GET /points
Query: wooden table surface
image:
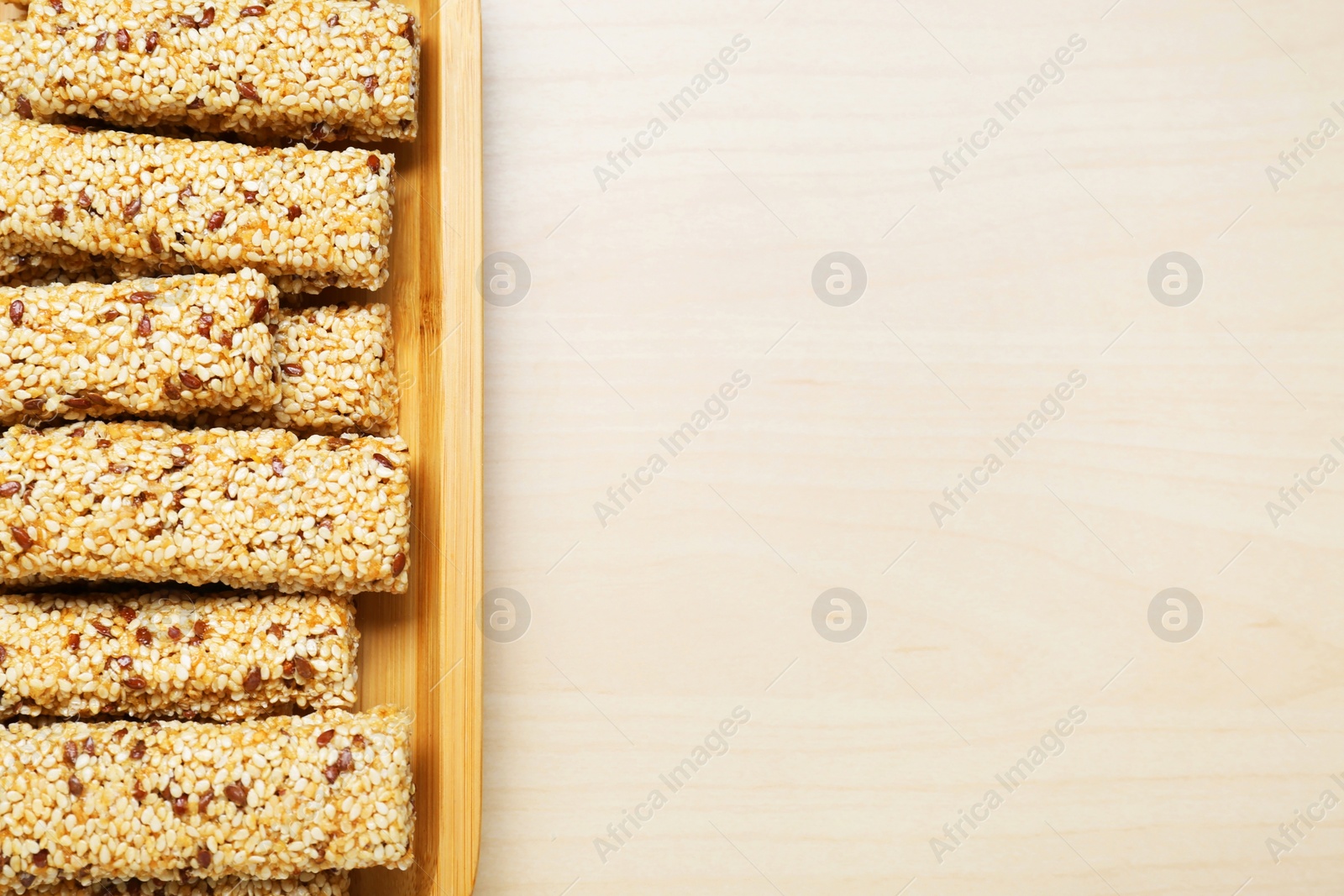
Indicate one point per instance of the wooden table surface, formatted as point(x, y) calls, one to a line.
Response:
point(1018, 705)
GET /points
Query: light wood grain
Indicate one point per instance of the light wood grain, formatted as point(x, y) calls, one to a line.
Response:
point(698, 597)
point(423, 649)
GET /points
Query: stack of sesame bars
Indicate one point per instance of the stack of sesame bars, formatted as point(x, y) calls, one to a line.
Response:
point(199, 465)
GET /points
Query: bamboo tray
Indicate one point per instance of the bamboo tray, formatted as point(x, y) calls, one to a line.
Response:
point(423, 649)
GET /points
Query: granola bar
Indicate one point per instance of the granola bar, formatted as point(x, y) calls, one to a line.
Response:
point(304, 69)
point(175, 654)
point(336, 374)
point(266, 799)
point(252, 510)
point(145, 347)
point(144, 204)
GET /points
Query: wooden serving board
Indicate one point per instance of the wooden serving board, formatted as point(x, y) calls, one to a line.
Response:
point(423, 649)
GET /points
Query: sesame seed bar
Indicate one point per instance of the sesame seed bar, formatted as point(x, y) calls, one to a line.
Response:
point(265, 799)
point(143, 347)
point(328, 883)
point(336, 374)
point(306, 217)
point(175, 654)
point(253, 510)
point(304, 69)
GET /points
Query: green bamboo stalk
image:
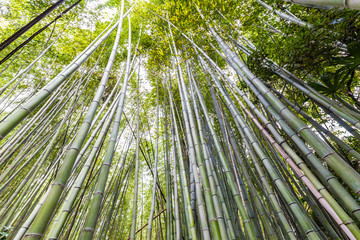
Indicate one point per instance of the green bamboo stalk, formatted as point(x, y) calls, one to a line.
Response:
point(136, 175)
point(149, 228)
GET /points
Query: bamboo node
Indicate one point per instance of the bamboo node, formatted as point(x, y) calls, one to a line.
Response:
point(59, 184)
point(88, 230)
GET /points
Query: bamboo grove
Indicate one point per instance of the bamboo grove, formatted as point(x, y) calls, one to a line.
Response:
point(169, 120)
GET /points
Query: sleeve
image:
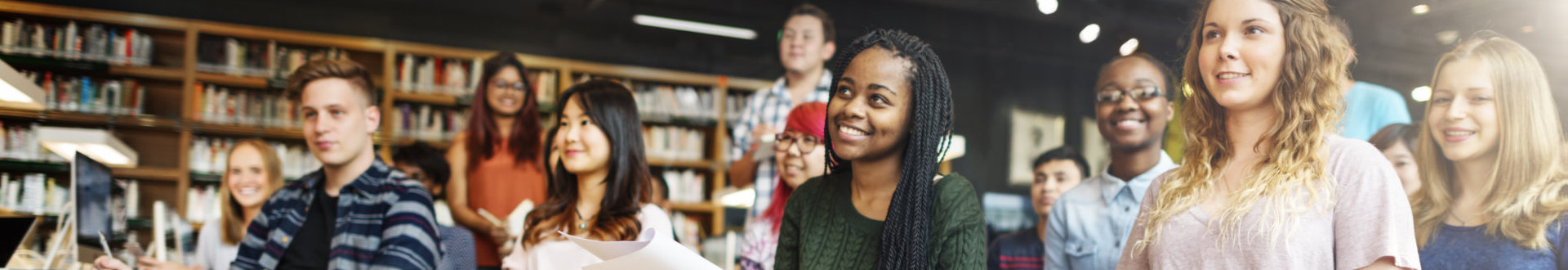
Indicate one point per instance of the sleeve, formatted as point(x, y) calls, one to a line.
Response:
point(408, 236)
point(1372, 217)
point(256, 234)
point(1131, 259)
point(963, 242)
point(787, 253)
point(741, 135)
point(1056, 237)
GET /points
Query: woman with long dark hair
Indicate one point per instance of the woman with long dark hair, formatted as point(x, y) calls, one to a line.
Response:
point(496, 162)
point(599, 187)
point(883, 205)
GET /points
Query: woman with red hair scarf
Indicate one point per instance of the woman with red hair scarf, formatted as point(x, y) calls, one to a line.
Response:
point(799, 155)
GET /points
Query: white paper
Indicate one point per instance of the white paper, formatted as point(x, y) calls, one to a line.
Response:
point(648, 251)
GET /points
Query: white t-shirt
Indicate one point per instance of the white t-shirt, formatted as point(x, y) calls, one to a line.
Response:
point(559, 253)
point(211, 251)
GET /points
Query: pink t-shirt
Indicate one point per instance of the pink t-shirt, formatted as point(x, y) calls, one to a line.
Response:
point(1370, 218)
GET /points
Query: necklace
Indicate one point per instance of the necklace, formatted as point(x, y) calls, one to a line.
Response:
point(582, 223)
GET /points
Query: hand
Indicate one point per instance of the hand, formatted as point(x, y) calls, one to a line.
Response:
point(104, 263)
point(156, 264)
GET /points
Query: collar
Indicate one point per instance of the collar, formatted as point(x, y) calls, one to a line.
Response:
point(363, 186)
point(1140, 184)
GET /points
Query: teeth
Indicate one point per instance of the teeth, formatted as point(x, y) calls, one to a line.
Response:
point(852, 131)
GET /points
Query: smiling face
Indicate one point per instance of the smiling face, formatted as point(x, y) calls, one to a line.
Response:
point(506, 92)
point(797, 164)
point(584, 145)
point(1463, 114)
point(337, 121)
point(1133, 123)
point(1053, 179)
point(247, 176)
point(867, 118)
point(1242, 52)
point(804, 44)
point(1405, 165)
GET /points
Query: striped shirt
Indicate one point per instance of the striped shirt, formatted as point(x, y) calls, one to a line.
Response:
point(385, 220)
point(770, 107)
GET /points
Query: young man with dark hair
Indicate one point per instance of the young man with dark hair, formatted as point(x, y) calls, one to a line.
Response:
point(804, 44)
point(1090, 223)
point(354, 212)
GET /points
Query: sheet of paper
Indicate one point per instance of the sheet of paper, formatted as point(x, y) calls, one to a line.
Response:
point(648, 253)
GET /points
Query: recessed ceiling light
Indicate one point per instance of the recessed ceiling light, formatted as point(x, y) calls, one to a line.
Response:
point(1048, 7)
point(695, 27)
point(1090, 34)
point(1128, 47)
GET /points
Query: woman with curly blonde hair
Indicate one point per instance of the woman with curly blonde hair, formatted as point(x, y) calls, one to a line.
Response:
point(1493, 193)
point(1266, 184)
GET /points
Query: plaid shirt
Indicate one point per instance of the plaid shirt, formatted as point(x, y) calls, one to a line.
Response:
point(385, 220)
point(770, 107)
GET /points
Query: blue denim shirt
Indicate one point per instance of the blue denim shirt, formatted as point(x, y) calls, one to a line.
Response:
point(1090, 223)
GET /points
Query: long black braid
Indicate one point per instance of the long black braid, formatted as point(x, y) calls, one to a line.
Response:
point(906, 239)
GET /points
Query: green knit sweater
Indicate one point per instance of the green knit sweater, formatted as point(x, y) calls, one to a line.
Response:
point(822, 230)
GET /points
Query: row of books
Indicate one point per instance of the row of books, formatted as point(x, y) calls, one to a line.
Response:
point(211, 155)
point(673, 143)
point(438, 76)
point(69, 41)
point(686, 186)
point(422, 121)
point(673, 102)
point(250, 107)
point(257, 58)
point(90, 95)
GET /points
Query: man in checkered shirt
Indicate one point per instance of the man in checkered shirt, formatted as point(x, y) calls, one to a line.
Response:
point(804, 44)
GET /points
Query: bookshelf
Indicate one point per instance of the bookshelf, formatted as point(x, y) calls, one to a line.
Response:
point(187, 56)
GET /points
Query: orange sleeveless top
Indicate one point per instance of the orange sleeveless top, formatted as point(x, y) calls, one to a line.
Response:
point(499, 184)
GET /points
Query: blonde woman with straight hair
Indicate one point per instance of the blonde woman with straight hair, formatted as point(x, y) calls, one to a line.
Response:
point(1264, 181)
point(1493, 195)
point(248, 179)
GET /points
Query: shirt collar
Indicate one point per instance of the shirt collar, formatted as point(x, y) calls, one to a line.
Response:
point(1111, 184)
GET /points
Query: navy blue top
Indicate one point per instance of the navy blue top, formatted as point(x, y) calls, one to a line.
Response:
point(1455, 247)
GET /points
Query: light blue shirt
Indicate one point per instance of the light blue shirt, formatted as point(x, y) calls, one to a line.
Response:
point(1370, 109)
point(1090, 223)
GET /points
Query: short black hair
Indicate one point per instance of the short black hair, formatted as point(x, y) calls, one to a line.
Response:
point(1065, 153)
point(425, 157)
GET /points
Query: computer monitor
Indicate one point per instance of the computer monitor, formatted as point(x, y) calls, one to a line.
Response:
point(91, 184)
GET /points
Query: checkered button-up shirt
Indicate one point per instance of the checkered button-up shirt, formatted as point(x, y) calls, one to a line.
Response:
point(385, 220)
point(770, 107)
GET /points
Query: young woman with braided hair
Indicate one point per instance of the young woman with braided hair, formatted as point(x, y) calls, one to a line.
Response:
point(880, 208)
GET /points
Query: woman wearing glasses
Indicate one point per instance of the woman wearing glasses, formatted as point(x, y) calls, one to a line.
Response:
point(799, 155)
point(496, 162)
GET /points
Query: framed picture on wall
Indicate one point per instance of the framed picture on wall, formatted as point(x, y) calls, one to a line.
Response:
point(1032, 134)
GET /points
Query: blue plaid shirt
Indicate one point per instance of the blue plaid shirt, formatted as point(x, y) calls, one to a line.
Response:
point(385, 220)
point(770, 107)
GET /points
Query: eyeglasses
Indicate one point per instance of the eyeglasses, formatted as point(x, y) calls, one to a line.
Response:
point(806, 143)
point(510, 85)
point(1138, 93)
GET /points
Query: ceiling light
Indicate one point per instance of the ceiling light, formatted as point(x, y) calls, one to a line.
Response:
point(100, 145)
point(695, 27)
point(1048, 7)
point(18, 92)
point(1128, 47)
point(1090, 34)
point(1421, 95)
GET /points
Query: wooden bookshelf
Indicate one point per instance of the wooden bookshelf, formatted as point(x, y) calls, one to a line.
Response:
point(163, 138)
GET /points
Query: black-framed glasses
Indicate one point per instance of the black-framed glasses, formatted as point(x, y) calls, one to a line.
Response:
━━━━━━━━━━━━━━━━━━━━
#### [WHAT TO DO]
Give a tally of the lines in the listing above that contain the word "striped", and provide nothing beyond the number.

#### [EXERCISE OUTPUT]
2